What is required: Copy every record below, exactly as written.

Dataset records:

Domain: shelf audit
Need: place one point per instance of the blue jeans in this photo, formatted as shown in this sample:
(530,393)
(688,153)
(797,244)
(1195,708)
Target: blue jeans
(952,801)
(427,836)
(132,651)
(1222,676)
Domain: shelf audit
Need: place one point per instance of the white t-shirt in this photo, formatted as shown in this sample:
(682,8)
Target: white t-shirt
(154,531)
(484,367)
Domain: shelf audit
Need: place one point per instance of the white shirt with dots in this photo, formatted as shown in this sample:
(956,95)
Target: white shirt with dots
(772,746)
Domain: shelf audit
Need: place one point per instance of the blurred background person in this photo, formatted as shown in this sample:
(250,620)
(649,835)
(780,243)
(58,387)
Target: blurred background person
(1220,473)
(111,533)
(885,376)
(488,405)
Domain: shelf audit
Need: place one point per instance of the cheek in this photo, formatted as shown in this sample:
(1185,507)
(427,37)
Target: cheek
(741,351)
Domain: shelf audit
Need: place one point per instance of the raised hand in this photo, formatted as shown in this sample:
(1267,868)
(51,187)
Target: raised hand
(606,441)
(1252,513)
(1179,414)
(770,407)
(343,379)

Final answer:
Domain: shelf audit
Need: place one point per instance of the blue jeans in this photo, formatted as shown in this sample:
(530,393)
(688,153)
(797,244)
(1195,708)
Target: blue jeans
(952,801)
(427,836)
(132,651)
(1222,676)
Domain: shelf audit
Need: place one point per instance of the white t-shirt in this photo, formatted as shown in this sample:
(682,8)
Target: white t-shirt
(154,531)
(484,367)
Domain: shelf audit
Need: place one point per instance of the white shirt with dots in this photo, formatted as shown in this sample:
(956,95)
Target: white shirt with dots
(772,746)
Domain: shelf audit
Need: place one point per instance of the blurred background person in this photo, formatted as shown in this sample:
(250,620)
(649,835)
(780,243)
(58,387)
Target: blurred background person
(1220,473)
(111,533)
(885,376)
(488,405)
Domain: shelf audit
Need: place one point per instance of the cheek in this photo, formatted as shown in this sample:
(1185,507)
(427,37)
Target: cheek
(741,351)
Domain: shelf audit
Need: place one point per instance of the raised hand in this photo, formatted as shown in this sample:
(1267,868)
(51,187)
Target: raised hand
(606,441)
(1252,513)
(1179,414)
(770,407)
(343,379)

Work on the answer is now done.